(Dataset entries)
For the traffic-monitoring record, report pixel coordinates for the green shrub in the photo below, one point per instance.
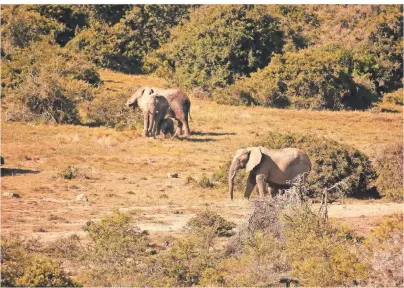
(312, 78)
(22, 265)
(208, 52)
(110, 110)
(385, 245)
(42, 272)
(115, 249)
(389, 167)
(211, 220)
(49, 91)
(395, 97)
(134, 31)
(331, 161)
(321, 254)
(20, 27)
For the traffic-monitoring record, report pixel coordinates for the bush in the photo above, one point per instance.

(TASK PROMPT): Rewrite all of the material above with "traffic-monitoring" replaced by "street-scene" wherever it occurs, keeping everything else the same and omitting the pictures.

(RESPONSE TO THIS TASK):
For the street-scene record, report pixel coordinates for the green shrub in the photo below, one point per instance.
(312, 78)
(22, 265)
(208, 52)
(110, 110)
(385, 245)
(42, 272)
(115, 249)
(389, 167)
(211, 220)
(49, 91)
(395, 97)
(134, 31)
(331, 161)
(321, 254)
(20, 27)
For the street-scene record, report pixel coordinates for the bush in the photo above, one point per instance.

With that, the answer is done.